-- Data provided follows --

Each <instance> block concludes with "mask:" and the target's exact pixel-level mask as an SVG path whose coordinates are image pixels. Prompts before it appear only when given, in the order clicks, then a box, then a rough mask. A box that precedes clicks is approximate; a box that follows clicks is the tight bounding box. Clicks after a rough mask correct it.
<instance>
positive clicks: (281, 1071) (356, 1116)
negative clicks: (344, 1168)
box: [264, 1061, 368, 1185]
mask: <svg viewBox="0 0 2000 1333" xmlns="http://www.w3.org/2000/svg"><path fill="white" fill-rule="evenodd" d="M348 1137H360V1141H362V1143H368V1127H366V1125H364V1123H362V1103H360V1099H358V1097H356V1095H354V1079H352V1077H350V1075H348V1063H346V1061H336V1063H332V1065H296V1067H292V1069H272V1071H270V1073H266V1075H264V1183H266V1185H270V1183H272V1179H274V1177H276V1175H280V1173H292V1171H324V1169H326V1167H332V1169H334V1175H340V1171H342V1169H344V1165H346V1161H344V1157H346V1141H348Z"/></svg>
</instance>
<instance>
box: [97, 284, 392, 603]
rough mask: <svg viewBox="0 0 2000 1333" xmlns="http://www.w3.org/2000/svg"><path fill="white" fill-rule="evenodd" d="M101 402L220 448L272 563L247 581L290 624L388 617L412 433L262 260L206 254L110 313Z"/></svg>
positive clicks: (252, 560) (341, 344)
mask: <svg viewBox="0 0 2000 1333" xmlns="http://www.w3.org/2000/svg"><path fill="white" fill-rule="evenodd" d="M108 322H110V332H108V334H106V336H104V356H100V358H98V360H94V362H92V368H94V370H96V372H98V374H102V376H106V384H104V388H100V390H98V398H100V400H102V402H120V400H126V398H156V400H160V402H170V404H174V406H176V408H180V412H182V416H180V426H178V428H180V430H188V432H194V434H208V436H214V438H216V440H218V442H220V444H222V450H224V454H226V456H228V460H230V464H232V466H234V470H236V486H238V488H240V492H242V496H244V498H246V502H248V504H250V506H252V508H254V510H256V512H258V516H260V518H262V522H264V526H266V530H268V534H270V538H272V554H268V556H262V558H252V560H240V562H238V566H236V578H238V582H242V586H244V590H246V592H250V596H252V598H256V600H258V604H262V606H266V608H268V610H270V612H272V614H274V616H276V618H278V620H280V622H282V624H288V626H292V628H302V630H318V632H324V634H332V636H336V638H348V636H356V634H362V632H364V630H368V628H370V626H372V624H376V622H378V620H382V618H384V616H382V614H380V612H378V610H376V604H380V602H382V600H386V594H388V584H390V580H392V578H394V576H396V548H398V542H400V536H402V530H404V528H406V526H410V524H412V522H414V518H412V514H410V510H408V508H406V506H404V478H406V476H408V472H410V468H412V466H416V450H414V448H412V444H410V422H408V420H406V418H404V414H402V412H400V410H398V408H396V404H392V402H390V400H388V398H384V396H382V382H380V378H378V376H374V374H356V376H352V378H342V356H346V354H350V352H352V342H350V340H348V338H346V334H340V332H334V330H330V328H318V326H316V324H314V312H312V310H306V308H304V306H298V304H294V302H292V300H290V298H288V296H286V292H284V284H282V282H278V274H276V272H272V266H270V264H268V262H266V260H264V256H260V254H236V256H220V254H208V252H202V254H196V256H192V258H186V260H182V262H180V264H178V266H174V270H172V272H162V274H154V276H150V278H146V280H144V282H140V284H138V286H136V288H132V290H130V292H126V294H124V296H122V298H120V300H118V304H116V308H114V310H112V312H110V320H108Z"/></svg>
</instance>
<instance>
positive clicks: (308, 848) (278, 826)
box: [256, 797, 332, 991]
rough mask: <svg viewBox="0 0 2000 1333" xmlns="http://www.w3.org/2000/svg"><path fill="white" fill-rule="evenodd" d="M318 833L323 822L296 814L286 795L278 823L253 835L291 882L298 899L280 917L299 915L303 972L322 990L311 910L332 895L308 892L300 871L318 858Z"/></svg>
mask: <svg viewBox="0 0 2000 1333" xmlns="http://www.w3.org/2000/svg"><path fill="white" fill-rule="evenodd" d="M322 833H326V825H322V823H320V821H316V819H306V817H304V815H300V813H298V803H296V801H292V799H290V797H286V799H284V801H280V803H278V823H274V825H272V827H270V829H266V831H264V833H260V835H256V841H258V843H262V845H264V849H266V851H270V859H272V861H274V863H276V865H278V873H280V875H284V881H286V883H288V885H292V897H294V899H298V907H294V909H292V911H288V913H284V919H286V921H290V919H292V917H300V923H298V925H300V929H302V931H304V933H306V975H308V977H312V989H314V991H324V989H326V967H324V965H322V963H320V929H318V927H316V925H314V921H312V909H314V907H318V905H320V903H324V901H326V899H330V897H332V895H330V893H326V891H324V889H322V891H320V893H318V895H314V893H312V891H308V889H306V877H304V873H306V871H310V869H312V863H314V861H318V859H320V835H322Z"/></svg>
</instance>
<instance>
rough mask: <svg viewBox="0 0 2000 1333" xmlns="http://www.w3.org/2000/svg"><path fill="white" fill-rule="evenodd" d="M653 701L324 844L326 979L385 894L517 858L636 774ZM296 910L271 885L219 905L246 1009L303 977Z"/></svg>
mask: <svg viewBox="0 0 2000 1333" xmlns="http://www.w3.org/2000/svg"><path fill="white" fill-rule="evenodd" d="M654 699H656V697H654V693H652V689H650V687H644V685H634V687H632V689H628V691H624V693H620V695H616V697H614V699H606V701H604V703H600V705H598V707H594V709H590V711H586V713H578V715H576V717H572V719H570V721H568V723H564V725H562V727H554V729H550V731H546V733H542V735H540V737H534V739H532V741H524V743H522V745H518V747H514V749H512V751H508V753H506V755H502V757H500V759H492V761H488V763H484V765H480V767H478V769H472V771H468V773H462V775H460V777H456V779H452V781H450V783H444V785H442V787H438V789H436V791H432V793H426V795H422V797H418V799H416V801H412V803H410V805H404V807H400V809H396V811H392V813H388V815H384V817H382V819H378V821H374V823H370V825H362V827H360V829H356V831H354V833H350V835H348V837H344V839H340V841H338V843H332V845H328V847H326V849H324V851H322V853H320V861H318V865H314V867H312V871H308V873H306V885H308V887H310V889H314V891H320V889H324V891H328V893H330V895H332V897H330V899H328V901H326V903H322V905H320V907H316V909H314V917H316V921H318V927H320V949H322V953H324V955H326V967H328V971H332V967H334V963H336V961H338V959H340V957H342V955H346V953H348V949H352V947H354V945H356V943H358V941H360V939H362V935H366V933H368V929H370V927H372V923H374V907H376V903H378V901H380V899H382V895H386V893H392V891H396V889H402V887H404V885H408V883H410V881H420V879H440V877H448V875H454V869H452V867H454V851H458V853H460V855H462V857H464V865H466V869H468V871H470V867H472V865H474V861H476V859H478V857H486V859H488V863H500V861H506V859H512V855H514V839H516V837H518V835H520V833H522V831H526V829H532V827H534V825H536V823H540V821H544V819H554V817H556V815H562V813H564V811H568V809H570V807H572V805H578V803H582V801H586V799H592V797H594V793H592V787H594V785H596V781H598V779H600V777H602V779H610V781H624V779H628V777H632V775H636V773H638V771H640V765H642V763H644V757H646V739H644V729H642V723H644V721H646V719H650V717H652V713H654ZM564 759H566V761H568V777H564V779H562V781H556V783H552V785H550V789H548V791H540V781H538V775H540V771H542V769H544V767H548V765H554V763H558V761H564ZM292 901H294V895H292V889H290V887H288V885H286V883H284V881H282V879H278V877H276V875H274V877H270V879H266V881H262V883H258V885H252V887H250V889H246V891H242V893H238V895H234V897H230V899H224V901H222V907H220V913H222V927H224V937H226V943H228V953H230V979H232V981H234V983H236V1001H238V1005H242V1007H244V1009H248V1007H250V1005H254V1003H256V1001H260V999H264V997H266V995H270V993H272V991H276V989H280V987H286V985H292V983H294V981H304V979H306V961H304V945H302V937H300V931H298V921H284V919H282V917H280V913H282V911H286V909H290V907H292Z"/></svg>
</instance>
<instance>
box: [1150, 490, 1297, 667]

-- Data provided concluded --

■ Exercise requirements: Only certain lines are wanted. Please return exactly those from the top of the data through the line with "402L220 448L272 563L247".

■ Exercise response:
Each <instance> block concludes with "mask:" and the target's exact pixel-level mask as an SVG path whose coordinates are image pixels. Prompts before it appear only when given, in the order clicks, then a box, then a rough mask. A box that precedes clicks is approximate; a box that follows clicks is the tight bounding box. Clicks after a rough mask correct it.
<instance>
positive clicks: (281, 1071) (356, 1116)
negative clicks: (344, 1168)
box: [264, 1061, 368, 1185]
mask: <svg viewBox="0 0 2000 1333" xmlns="http://www.w3.org/2000/svg"><path fill="white" fill-rule="evenodd" d="M348 1137H360V1141H362V1143H368V1127H366V1125H364V1123H362V1103H360V1099H358V1097H356V1095H354V1079H352V1077H350V1075H348V1063H346V1061H336V1063H332V1065H296V1067H292V1069H272V1071H270V1073H266V1075H264V1183H266V1185H270V1183H272V1179H274V1177H276V1175H280V1173H292V1171H324V1169H326V1167H332V1169H334V1175H340V1171H342V1169H344V1165H346V1161H344V1157H346V1141H348Z"/></svg>
</instance>
<instance>
box: [97, 284, 392, 603]
rough mask: <svg viewBox="0 0 2000 1333" xmlns="http://www.w3.org/2000/svg"><path fill="white" fill-rule="evenodd" d="M101 402L220 448L272 563L247 581L290 624L388 617L412 433L262 260L206 254L110 313Z"/></svg>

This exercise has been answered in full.